SOURCE PASSAGE.
○ ○ ○ ○ ○

This is probably the soundest rhetorical strategy Evans could have chosen.  In pursuit of answers to these deceptively simple questions, he leads his readers through the “data” that make up every significant episode of the McCarthy story from Wheeling, West Virginia, through his censure by his fellow senators.  Because McCarthy knew more about communists in government and had better sources than most of his opponents, Mr. Evans’ careful reconstruction of events puts him up, on the substance of things, about 90 percent of the time.  The Tydings Committee, for example, was convened in early 1950 to investigate security matters in the State Department but, instead, in collusion with the State Department, investigated McCarthy.  Mr. Evans shows that it was “false in virtually every aspect [of its findings], and where not conclusively so is sharply contrary to the available record.”  Senator Tydings was an unlikely attack dog, having been a thorn in FDR’s side during the court-packing episode of 1937-38; but, by 1950, the stakes for Dean Acheson’s State Department and Harry Truman’s presidency were so high that they enlisted the entire party to cover up their failed security policies.

Millard Tydings failed to be reelected in 1952, becoming a McCarthy “victim” in part because of a widely circulated composite photograph of him with Earl Browder, the former Communist Party chief.  It turns out that McCarthy had nothing to do with the doctored photograph.  On the other hand, Tydings himself had appeared in the Senate with what he claimed was a phonograph record of McCarthy giving wild numbers pertaining to false communist lists in his Wheeling speech.  Such a record never existed.  Tydings lied, as he was later forced to admit under oath.  Who practiced “McCarthyism”?

○ ○ ○ ○ ○

PARTS OF THE EXERCISE.
(a) In the passage on McCarthy, what was the Tydings Committee convened in early 1950 to investigate?
(b) Pick up the passage on McCarthy after its final sentence and carry it forward.
The records have no connection to the passage on McCarthy.

DATA SUPPLIED.
○ ○ ○ ○ ○

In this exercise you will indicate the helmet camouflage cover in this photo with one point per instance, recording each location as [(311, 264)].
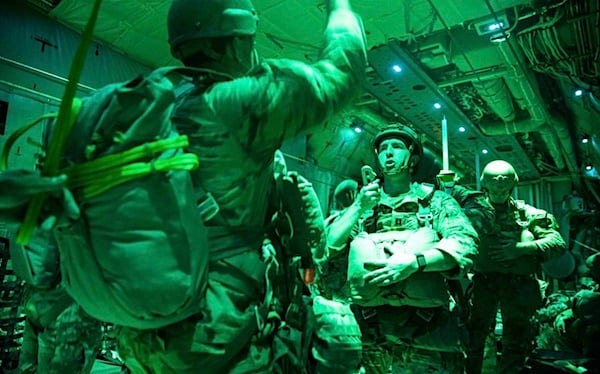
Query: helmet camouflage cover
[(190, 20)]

○ ○ ○ ○ ○

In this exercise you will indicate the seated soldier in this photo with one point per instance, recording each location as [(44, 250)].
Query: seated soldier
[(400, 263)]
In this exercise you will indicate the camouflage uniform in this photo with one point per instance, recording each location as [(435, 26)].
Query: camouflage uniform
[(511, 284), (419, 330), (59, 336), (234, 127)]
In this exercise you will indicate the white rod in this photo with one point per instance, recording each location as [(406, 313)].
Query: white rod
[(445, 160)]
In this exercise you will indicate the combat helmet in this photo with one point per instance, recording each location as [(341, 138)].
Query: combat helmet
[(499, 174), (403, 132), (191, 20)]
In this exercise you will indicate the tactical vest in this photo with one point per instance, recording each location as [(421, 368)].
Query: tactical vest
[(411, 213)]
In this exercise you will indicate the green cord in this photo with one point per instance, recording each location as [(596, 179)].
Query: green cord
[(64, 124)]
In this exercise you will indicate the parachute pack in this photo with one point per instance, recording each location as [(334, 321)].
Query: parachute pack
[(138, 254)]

○ ○ ○ ○ ○

WRITTEN RESPONSES.
(a) Security matters in the State Department.

(b)
Mr. Evans exposes this sort of thing again and again.  But to take on the toughest of the toughest, let us turn briefly to the two episodes that hurt McCarthy most in the eyes of the general public.  The first is the case of Annie Lee Moss, the poor black woman who is often cast as the most pathetic of McCarthyism’s martyrs.  She worked for the General Accounting Office (1945-49), and thereafter for the Army as a code clerk until called before the McCarthy subcommittee on March 11, 1954.  This summons was not out of the blue.  She had been identified by good FBI sources, under oath, as a communist for several years.  In front of the committee and television cameras, she played the victim: barely literate (yet a code clerk!), never heard of Marx, didn’t know what a communist was, maybe it was a case of mistaken identity.  There were, after all, three Annie Lee Mosses in the D.C. phone book.  Except there weren’t, as a young M. Stanton Evans checked out at the time as a cub reporter.  They had the right woman, and she was a communist, and the Army had known about it for years.  Nobody has written the true story of Annie Lee Moss until now.  Her Emmy-worthy performance may never be explained.  Two pieces of the backstory are also interesting to contemplate.  McCarthy wasn’t even present for most of her testimony.  And the Supreme Court handed down Brown v Board of Education barely two months later, which may have affected the context.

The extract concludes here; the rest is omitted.